__RECORDS FOR THIS EXERCISE__.

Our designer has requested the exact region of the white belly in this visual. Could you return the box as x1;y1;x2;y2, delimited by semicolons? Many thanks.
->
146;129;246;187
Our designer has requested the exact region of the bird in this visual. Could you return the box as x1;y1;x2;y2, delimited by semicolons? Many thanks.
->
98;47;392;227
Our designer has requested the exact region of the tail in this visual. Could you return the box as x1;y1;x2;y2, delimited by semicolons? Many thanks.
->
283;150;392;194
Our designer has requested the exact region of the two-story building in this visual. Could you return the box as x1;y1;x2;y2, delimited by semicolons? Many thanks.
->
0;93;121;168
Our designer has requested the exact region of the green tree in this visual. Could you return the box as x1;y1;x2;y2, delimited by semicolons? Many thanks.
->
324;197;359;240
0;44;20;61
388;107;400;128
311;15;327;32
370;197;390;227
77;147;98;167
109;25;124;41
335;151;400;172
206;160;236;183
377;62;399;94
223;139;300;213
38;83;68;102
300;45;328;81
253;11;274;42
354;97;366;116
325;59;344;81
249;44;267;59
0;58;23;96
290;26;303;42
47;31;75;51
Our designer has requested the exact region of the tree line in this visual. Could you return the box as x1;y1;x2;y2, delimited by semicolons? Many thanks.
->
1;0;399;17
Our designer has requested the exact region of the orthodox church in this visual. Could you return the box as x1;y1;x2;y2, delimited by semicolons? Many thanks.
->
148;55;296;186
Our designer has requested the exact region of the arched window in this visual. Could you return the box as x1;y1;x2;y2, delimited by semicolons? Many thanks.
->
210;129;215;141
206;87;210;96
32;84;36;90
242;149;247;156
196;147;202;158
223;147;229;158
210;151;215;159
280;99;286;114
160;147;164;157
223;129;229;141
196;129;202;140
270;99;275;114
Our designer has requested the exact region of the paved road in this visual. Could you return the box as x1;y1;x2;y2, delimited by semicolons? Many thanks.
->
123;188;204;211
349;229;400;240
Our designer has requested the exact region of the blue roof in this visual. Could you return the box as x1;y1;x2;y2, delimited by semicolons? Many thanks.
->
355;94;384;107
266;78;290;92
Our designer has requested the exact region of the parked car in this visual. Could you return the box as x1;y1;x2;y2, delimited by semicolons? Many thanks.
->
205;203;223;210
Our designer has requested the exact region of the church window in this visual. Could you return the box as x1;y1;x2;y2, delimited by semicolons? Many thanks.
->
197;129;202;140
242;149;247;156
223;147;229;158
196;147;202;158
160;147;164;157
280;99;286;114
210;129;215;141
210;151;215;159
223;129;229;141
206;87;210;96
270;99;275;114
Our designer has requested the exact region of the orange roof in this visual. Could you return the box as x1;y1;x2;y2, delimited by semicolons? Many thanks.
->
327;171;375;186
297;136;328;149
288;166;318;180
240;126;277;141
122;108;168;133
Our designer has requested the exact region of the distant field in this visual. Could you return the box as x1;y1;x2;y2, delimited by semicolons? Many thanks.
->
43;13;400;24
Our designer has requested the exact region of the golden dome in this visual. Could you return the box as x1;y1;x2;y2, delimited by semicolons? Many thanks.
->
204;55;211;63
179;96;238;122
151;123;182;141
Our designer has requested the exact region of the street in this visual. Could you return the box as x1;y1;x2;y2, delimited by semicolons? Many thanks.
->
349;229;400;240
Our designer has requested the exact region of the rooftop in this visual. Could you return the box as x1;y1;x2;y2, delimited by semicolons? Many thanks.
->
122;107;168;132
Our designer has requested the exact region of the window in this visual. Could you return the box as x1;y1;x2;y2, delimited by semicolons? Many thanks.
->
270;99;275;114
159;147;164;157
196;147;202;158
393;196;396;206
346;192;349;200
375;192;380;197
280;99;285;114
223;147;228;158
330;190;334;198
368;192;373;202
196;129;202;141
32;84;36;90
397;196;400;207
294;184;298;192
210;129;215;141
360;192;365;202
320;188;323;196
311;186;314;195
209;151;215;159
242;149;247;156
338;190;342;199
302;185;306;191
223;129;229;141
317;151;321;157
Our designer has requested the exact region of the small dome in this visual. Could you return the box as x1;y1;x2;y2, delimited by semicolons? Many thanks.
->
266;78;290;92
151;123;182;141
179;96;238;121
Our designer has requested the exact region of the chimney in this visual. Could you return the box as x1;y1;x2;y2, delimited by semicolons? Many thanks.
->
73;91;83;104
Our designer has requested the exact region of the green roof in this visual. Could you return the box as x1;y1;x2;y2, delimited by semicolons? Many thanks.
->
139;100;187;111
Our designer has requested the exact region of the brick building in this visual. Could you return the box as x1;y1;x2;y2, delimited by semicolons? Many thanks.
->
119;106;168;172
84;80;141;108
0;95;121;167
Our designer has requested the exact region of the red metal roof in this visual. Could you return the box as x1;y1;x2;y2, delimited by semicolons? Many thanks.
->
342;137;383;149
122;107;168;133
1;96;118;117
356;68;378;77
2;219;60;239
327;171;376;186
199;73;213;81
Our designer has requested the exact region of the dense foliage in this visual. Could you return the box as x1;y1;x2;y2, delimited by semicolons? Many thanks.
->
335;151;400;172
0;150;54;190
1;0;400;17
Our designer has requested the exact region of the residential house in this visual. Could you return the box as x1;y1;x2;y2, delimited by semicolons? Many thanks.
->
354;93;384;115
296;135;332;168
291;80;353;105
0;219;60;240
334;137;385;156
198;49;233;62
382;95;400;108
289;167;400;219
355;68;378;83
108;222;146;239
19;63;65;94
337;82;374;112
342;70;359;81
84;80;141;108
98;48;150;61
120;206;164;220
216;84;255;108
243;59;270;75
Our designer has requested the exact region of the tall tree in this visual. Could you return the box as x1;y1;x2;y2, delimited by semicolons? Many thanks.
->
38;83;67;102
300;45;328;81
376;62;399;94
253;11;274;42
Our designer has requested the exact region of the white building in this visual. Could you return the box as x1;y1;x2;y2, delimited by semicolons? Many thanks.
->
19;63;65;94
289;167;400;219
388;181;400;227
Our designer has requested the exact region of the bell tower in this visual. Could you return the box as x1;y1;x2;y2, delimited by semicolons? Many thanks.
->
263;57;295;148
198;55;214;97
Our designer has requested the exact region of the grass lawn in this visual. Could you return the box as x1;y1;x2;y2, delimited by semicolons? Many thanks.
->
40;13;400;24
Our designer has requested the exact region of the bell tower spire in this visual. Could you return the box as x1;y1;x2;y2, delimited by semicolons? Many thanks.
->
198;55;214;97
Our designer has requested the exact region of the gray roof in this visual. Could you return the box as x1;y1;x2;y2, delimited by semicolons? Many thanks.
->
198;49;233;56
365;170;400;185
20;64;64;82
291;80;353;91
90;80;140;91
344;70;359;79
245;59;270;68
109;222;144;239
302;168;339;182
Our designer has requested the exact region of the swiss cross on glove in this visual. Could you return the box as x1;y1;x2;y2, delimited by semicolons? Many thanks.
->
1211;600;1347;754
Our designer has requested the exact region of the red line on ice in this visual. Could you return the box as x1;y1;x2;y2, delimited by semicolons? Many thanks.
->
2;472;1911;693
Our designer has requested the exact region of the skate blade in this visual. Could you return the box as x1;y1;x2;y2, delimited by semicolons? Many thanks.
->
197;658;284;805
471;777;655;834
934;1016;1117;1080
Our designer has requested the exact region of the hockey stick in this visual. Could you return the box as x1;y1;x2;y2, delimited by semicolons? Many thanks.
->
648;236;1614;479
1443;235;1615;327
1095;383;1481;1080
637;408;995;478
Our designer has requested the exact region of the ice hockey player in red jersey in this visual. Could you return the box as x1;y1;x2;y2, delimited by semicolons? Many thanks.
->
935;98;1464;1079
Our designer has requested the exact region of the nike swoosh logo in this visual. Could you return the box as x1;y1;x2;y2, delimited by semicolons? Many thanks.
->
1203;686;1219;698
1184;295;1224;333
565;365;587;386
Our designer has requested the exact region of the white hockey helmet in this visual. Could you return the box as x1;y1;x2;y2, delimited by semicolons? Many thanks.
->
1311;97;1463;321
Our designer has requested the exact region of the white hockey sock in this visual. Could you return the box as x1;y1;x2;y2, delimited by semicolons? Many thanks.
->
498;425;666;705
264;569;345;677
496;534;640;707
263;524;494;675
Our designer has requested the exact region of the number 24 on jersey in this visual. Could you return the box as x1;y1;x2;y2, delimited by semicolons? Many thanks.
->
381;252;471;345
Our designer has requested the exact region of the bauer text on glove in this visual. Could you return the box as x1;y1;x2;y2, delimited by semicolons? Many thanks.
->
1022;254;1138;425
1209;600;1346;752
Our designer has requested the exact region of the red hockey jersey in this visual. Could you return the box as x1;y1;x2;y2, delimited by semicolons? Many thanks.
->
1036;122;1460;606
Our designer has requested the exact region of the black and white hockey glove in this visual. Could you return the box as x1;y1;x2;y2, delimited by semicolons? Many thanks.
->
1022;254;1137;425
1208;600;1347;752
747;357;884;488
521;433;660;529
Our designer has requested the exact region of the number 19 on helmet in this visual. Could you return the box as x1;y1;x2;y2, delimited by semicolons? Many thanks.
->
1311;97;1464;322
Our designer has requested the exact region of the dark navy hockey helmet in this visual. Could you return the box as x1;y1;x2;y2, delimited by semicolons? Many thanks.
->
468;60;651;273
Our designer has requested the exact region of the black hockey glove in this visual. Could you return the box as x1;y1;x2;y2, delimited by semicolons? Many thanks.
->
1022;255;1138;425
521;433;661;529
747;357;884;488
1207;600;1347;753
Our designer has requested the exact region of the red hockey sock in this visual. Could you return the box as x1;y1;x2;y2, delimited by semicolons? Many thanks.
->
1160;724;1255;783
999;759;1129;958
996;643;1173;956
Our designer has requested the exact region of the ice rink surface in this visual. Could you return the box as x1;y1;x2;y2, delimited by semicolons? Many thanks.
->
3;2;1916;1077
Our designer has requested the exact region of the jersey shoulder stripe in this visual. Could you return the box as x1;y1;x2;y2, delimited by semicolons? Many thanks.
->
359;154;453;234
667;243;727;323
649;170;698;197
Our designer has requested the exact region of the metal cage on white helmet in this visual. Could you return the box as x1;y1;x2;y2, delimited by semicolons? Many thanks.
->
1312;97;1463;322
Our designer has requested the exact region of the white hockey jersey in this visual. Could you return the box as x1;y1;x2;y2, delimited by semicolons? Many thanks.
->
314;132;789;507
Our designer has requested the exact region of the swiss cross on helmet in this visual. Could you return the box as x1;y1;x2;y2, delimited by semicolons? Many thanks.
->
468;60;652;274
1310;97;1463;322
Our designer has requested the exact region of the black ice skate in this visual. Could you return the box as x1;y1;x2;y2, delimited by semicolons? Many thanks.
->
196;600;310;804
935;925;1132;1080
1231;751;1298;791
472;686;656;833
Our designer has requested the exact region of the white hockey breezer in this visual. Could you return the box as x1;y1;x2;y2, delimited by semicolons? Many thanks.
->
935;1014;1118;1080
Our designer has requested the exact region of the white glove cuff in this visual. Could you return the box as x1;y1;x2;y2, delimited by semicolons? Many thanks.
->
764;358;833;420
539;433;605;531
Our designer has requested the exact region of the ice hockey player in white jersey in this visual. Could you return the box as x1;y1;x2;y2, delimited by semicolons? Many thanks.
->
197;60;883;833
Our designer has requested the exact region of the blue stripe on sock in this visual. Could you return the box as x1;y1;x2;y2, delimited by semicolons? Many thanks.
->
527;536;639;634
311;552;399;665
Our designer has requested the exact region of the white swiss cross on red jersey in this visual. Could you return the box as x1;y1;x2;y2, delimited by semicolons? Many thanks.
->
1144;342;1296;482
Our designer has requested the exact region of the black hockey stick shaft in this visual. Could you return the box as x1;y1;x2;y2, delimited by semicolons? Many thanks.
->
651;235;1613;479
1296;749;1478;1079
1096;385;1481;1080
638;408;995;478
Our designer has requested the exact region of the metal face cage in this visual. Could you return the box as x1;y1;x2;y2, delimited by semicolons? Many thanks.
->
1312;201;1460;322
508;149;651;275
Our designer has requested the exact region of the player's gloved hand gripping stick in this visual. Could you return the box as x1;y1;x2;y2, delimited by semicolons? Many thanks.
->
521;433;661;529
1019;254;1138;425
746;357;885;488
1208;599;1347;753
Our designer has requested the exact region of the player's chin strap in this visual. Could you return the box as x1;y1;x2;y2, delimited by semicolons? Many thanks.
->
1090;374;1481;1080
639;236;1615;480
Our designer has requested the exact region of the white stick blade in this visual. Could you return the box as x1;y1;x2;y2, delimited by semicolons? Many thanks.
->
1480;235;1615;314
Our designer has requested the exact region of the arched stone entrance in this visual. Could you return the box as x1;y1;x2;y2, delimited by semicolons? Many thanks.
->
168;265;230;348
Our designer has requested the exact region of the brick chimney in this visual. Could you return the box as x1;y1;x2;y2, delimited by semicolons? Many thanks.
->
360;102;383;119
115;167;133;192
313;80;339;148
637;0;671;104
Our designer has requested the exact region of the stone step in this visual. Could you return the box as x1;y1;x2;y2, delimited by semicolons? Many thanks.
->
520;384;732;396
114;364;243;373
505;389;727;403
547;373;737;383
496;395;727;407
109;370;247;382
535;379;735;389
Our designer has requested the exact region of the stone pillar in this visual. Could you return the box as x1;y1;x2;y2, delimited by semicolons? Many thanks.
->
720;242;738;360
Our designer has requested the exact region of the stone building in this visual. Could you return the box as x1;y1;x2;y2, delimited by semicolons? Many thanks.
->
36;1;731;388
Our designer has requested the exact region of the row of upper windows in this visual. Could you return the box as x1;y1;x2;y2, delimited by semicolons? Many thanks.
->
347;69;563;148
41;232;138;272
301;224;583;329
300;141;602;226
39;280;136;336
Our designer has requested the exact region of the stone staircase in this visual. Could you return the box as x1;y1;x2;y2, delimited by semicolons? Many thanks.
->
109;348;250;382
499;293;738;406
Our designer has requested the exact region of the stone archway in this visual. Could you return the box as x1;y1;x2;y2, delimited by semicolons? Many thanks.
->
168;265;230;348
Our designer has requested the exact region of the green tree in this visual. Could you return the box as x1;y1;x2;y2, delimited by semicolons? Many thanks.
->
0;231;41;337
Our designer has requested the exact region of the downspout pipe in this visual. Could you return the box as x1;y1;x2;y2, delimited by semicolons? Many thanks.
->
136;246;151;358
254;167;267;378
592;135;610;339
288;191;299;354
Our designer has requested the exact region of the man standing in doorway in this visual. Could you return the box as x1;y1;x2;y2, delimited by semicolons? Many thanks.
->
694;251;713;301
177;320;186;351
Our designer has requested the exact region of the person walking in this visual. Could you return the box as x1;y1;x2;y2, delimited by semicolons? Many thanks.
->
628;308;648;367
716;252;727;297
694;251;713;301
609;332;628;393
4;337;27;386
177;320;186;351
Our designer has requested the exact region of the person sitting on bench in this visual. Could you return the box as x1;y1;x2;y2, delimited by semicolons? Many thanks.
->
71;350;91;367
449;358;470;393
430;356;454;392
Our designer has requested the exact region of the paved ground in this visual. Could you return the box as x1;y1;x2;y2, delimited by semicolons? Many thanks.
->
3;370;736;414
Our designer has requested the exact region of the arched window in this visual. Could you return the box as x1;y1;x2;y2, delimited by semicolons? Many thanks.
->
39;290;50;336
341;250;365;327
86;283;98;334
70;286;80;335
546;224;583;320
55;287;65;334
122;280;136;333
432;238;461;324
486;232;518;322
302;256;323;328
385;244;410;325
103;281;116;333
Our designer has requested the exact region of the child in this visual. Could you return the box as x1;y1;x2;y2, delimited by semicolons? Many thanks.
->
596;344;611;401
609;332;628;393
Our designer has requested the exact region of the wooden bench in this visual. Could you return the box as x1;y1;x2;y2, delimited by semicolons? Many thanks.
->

__PROBLEM__. Using the records above, report each line that contains the word "paved" by copying it.

__TASK SOLUTION__.
Our designer has requested the exact region of the paved road in this visual. Could you return the box as x1;y1;x2;y2, delimited by semicolons? Many thanks.
Our designer has requested the exact region of the paved ground in this visual. Could you return the box as x1;y1;x2;y2, delimited by semicolons? Many thanks.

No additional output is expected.